● Set exercise
Convert the lines below, starting with the one that contains "If you could pin the orange" and continuing through the last line, into a JSON list of strings with one string per line. Leave out any blank lines.

=====

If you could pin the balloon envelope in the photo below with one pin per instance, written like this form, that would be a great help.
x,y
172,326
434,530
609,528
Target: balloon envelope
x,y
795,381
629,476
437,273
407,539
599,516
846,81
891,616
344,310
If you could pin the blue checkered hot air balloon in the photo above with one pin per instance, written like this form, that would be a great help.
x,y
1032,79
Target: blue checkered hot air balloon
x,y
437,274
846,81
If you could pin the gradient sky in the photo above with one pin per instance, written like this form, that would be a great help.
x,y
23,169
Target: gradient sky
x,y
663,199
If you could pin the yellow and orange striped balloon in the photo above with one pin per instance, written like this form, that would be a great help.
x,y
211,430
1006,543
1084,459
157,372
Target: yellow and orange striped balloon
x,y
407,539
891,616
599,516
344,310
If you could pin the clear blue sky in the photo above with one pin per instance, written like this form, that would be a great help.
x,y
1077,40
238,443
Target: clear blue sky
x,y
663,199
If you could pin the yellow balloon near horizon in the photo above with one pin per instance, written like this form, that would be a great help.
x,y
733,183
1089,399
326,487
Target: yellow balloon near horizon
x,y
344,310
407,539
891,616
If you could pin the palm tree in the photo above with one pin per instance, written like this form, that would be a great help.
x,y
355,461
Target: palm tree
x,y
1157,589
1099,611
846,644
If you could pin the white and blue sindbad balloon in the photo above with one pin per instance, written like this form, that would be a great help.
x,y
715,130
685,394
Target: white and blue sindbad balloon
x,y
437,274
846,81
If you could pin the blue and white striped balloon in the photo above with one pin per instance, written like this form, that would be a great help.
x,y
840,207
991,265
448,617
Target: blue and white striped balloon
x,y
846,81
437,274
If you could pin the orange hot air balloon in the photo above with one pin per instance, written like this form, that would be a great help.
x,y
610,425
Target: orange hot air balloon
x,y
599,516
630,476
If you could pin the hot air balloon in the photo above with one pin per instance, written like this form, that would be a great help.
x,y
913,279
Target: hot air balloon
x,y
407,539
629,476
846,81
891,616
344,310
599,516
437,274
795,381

=====

● The result
[
  "If you could pin the orange hot air balloon in the photo above with one pin per instance, written like this form, that would be a great help.",
  "x,y",
  "610,425",
  "Target: orange hot air balloon",
  "x,y",
  "599,516",
  "630,476",
  "If you could pin the hot air balloon in the photo above with one pin per instance, written like this form, that would be a great help.",
  "x,y",
  "913,279",
  "Target: hot air balloon",
  "x,y",
  "407,539",
  "629,476",
  "846,81",
  "891,616",
  "344,310",
  "599,516",
  "437,274",
  "795,381"
]